● INSTRUCTIONS TO FOLLOW: Below are the records. Copy word for word the part that opens with the line containing "Reviewer note: every instance of the van tire" and closes with the line containing "pixel 386 351", both of those lines included.

● SUPPLIED DATA:
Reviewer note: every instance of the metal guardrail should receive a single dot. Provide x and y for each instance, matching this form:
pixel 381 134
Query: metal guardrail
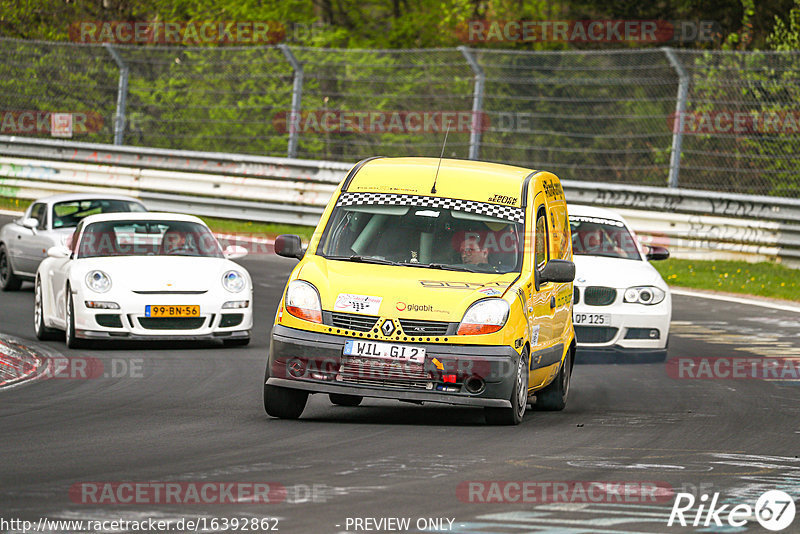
pixel 693 224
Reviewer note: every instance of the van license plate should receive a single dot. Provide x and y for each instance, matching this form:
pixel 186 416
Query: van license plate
pixel 387 351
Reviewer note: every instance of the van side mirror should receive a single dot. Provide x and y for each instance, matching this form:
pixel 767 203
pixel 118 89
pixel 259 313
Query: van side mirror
pixel 657 253
pixel 289 246
pixel 558 271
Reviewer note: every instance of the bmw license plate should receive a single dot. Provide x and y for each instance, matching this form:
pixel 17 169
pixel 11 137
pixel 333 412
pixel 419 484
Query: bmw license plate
pixel 597 319
pixel 172 311
pixel 388 351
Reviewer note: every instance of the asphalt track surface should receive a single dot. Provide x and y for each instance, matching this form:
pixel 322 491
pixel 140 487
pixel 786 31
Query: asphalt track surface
pixel 194 414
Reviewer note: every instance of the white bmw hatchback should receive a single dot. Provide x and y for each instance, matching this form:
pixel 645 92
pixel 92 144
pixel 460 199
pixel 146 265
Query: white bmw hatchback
pixel 621 303
pixel 143 276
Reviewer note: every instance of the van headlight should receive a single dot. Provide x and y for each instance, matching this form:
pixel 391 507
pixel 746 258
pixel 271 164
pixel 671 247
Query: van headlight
pixel 98 281
pixel 233 281
pixel 484 317
pixel 647 295
pixel 302 301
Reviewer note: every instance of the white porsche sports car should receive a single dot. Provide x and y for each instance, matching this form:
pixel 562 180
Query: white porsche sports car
pixel 621 303
pixel 143 276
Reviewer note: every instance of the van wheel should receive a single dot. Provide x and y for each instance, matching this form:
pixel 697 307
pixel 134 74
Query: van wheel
pixel 345 400
pixel 519 399
pixel 284 403
pixel 8 280
pixel 42 332
pixel 553 398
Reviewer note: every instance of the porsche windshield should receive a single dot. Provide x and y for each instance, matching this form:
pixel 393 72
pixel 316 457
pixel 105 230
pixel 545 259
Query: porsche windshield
pixel 148 238
pixel 421 236
pixel 68 214
pixel 594 236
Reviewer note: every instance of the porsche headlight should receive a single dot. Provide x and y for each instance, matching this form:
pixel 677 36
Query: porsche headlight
pixel 647 295
pixel 302 301
pixel 233 281
pixel 484 317
pixel 98 281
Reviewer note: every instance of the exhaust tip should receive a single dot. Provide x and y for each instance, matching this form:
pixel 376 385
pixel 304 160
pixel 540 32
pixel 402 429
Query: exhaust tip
pixel 474 384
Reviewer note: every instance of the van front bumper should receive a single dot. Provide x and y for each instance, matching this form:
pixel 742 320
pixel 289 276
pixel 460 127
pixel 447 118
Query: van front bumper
pixel 315 362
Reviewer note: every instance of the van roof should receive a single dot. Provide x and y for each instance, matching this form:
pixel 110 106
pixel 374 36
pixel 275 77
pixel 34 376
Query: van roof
pixel 460 179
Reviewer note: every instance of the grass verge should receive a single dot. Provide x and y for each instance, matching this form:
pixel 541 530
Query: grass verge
pixel 762 279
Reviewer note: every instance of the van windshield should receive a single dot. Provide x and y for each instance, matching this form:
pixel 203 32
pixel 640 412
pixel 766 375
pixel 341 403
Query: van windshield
pixel 434 233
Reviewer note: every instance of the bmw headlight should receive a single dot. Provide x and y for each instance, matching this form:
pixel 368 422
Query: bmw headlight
pixel 233 281
pixel 647 295
pixel 484 317
pixel 302 301
pixel 98 281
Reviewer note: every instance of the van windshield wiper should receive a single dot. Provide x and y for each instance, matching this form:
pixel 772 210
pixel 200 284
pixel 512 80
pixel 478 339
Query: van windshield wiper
pixel 362 259
pixel 442 266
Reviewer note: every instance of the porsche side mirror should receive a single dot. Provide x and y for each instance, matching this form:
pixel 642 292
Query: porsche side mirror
pixel 289 246
pixel 234 252
pixel 657 253
pixel 58 251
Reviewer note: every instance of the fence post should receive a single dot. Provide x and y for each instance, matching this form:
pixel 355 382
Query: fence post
pixel 297 94
pixel 122 94
pixel 477 104
pixel 680 109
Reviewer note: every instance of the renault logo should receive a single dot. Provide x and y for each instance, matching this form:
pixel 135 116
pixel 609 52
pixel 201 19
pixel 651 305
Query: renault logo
pixel 387 327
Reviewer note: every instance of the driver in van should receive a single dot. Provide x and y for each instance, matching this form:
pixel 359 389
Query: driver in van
pixel 472 252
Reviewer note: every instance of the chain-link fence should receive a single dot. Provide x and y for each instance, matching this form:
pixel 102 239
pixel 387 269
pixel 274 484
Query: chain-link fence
pixel 606 116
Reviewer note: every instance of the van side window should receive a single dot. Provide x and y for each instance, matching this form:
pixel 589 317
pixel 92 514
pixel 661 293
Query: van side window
pixel 540 247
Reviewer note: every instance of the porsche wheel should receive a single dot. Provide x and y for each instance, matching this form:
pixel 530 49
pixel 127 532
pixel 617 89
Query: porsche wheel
pixel 42 332
pixel 8 280
pixel 72 341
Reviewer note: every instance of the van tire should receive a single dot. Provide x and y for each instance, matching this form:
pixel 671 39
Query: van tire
pixel 553 398
pixel 340 399
pixel 519 398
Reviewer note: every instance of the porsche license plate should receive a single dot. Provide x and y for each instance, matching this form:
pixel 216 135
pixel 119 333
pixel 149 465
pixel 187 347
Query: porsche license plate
pixel 172 311
pixel 386 351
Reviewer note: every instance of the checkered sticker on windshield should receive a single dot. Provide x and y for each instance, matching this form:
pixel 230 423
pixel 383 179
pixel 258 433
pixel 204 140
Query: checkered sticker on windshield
pixel 508 213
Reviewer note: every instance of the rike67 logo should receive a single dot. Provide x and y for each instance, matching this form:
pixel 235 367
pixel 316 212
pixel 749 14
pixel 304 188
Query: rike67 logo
pixel 774 510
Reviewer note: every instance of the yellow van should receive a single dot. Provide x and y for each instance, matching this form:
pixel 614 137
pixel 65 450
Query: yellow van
pixel 430 280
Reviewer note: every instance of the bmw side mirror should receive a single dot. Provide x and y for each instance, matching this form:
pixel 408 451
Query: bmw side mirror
pixel 289 246
pixel 30 223
pixel 558 271
pixel 657 253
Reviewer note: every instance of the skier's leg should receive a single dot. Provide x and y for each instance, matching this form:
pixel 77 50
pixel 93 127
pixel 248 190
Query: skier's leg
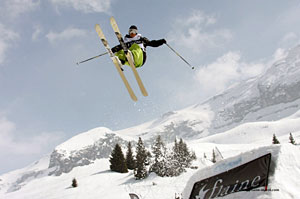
pixel 121 55
pixel 137 54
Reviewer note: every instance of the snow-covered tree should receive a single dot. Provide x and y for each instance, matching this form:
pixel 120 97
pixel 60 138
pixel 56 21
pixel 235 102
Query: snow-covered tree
pixel 275 140
pixel 214 157
pixel 130 162
pixel 74 183
pixel 159 156
pixel 117 160
pixel 140 171
pixel 292 141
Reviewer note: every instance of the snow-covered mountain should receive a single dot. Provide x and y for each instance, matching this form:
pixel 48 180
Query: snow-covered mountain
pixel 247 114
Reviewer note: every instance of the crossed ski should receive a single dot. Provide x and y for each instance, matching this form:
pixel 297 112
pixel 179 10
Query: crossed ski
pixel 117 62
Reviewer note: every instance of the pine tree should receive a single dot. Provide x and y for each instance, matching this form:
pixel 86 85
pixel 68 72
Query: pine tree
pixel 181 158
pixel 140 171
pixel 159 162
pixel 117 160
pixel 74 183
pixel 175 160
pixel 292 141
pixel 130 162
pixel 275 140
pixel 213 157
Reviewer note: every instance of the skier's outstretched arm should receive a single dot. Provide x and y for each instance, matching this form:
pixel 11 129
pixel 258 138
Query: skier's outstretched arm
pixel 154 43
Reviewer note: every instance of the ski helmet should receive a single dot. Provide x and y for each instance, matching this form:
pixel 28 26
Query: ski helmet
pixel 133 29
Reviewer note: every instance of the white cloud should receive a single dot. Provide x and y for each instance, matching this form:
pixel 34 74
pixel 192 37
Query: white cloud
pixel 289 40
pixel 7 37
pixel 67 34
pixel 86 6
pixel 14 8
pixel 36 33
pixel 225 71
pixel 12 144
pixel 195 32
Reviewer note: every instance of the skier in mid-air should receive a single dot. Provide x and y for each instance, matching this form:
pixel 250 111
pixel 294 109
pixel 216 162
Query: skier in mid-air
pixel 137 44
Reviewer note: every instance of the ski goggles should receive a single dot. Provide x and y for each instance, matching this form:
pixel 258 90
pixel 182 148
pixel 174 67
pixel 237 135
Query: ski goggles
pixel 132 31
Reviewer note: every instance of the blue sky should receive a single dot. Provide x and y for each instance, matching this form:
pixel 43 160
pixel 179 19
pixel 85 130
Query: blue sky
pixel 46 99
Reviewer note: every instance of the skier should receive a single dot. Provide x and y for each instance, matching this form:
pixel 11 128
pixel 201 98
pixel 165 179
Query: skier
pixel 137 44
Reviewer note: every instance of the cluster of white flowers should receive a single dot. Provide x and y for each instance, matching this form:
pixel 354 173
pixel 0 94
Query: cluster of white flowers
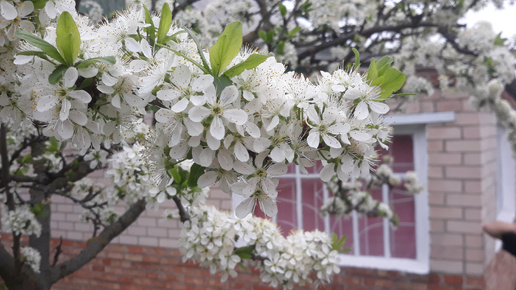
pixel 21 220
pixel 220 241
pixel 32 258
pixel 353 196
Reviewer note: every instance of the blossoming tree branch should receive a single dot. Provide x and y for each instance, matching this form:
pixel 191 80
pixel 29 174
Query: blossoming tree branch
pixel 73 97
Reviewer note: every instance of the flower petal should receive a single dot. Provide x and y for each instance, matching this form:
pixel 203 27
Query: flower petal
pixel 180 106
pixel 225 159
pixel 245 207
pixel 236 116
pixel 207 179
pixel 268 206
pixel 132 45
pixel 241 152
pixel 197 114
pixel 70 77
pixel 81 96
pixel 65 129
pixel 228 95
pixel 361 111
pixel 78 117
pixel 65 109
pixel 46 103
pixel 380 108
pixel 8 10
pixel 313 139
pixel 217 129
pixel 331 141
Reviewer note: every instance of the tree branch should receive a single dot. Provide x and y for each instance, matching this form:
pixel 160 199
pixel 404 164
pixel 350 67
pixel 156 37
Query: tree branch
pixel 183 214
pixel 6 265
pixel 96 245
pixel 367 32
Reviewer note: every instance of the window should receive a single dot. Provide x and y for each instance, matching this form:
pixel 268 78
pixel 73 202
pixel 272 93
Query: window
pixel 372 241
pixel 505 185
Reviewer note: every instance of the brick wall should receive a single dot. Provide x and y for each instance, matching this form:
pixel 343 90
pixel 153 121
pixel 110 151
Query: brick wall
pixel 137 267
pixel 461 187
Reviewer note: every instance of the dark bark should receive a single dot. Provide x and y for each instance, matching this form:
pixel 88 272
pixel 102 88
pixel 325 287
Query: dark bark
pixel 95 245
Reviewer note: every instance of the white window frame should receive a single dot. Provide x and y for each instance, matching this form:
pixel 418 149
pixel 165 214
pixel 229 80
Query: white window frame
pixel 505 182
pixel 410 124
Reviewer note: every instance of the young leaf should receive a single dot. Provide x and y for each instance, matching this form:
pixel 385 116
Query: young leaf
pixel 164 23
pixel 39 4
pixel 245 252
pixel 294 31
pixel 357 58
pixel 372 72
pixel 68 39
pixel 282 9
pixel 106 60
pixel 57 74
pixel 226 48
pixel 251 62
pixel 46 47
pixel 391 81
pixel 151 30
pixel 195 172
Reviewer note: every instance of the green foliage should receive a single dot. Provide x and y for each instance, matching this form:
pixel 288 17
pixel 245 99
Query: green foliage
pixel 164 23
pixel 39 4
pixel 46 47
pixel 245 252
pixel 195 172
pixel 251 62
pixel 57 74
pixel 499 40
pixel 226 48
pixel 282 9
pixel 88 62
pixel 151 29
pixel 68 39
pixel 389 79
pixel 337 243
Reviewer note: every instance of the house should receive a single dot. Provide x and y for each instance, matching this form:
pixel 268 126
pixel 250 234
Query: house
pixel 461 157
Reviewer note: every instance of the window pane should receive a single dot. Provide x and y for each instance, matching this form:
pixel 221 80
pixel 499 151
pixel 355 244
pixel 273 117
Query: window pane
pixel 287 218
pixel 313 198
pixel 401 242
pixel 370 231
pixel 403 238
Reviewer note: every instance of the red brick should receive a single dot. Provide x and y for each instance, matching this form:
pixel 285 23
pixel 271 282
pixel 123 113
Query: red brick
pixel 378 282
pixel 474 281
pixel 453 279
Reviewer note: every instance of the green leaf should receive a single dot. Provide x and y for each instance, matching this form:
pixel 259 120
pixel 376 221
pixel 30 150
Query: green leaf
pixel 68 39
pixel 221 83
pixel 499 40
pixel 251 62
pixel 151 30
pixel 33 52
pixel 105 59
pixel 294 31
pixel 175 174
pixel 195 172
pixel 391 81
pixel 164 23
pixel 39 4
pixel 57 74
pixel 283 9
pixel 372 72
pixel 226 48
pixel 245 252
pixel 357 58
pixel 46 47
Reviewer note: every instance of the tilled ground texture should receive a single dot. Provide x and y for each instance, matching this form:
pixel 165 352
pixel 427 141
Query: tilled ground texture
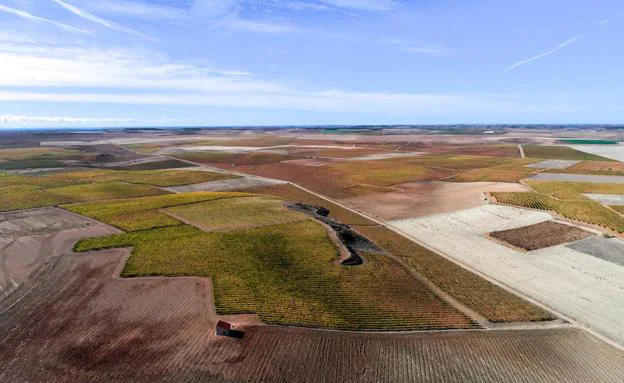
pixel 79 324
pixel 541 235
pixel 32 239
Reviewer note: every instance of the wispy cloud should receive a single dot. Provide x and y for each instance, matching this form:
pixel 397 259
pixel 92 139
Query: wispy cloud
pixel 544 54
pixel 431 50
pixel 95 76
pixel 29 16
pixel 549 52
pixel 427 50
pixel 364 5
pixel 31 120
pixel 98 20
pixel 142 10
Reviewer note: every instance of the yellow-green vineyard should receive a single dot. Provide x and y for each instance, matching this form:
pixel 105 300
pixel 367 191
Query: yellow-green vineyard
pixel 585 211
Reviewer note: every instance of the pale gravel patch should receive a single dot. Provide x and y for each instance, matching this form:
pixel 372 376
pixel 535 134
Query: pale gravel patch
pixel 562 177
pixel 225 185
pixel 553 164
pixel 609 249
pixel 580 286
pixel 607 199
pixel 615 152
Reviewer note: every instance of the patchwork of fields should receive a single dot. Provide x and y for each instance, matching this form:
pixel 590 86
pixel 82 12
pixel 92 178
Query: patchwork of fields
pixel 56 188
pixel 581 286
pixel 184 239
pixel 266 260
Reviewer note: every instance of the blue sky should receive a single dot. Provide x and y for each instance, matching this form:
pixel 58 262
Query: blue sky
pixel 303 62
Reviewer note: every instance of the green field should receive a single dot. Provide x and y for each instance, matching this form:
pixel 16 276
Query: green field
pixel 286 273
pixel 496 304
pixel 31 164
pixel 52 188
pixel 236 213
pixel 585 211
pixel 135 214
pixel 574 190
pixel 159 165
pixel 161 178
pixel 104 190
pixel 559 153
pixel 20 197
pixel 588 142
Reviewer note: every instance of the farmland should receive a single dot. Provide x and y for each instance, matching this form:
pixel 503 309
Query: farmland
pixel 55 188
pixel 559 153
pixel 126 277
pixel 578 285
pixel 596 167
pixel 135 214
pixel 19 197
pixel 351 179
pixel 284 273
pixel 235 213
pixel 149 177
pixel 107 329
pixel 496 304
pixel 585 211
pixel 588 142
pixel 540 235
pixel 104 190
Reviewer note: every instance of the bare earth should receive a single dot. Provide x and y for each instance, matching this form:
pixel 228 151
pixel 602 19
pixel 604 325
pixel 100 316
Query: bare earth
pixel 32 238
pixel 541 235
pixel 578 178
pixel 80 324
pixel 580 286
pixel 425 198
pixel 225 185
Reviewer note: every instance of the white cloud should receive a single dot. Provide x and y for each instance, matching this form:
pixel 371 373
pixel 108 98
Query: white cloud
pixel 142 10
pixel 428 50
pixel 431 50
pixel 544 54
pixel 50 66
pixel 30 120
pixel 31 17
pixel 98 20
pixel 364 5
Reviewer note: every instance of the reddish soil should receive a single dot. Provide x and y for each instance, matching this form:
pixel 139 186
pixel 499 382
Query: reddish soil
pixel 541 235
pixel 488 150
pixel 426 198
pixel 32 239
pixel 80 324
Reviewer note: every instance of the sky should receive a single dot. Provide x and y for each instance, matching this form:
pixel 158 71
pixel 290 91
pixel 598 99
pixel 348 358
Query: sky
pixel 309 62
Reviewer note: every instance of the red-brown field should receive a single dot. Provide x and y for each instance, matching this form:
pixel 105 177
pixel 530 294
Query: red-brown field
pixel 488 150
pixel 425 198
pixel 541 235
pixel 100 329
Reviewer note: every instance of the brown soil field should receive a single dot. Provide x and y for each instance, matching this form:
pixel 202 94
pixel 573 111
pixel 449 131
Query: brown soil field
pixel 78 323
pixel 541 235
pixel 488 150
pixel 615 168
pixel 425 198
pixel 292 193
pixel 31 239
pixel 480 295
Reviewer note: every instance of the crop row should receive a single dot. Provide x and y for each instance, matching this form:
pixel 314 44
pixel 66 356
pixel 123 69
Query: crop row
pixel 585 211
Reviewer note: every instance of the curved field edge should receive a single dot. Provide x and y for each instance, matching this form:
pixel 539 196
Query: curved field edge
pixel 288 275
pixel 482 296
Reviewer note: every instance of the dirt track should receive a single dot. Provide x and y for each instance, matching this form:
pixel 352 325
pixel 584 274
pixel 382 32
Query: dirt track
pixel 79 323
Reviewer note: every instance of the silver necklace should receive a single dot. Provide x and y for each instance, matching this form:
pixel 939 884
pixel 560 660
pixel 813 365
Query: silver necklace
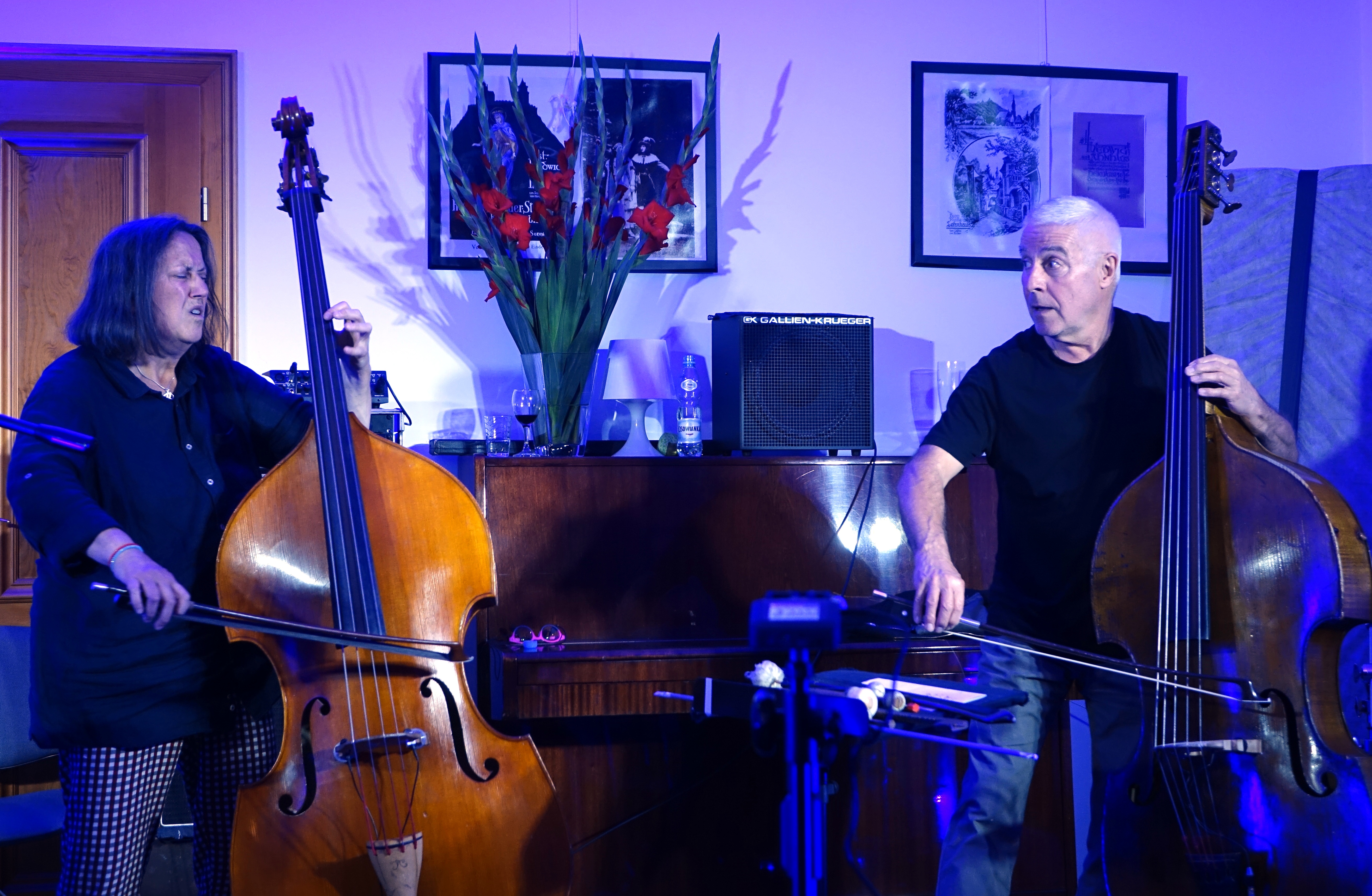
pixel 167 393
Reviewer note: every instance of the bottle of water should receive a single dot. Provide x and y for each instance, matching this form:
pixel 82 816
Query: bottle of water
pixel 688 412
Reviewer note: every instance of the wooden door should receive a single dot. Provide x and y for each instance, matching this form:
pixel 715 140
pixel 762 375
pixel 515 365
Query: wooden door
pixel 91 138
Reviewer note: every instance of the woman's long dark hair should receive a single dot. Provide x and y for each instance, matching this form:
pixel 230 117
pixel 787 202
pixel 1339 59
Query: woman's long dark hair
pixel 117 317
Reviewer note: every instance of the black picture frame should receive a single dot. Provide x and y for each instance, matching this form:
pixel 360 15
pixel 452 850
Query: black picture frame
pixel 703 177
pixel 922 185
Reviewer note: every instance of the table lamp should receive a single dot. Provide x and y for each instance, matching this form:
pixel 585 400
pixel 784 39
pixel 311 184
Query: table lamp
pixel 637 374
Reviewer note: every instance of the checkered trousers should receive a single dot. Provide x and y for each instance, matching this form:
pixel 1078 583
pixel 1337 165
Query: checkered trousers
pixel 114 801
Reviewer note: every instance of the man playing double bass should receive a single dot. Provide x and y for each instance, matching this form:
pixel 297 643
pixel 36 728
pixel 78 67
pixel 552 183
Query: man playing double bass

● EXPECTED OUTPUT:
Reviewer note: every instance of the van tire should receive a single dot. Provide x and y for each instance, matching this form:
pixel 671 39
Query: van tire
pixel 553 398
pixel 340 399
pixel 519 398
Reviewer note: every instance of the porsche license plate should receive a single dot. Provide x and y for each instance, matching this form:
pixel 216 135
pixel 119 333
pixel 149 465
pixel 187 347
Query: porsche license plate
pixel 172 311
pixel 386 351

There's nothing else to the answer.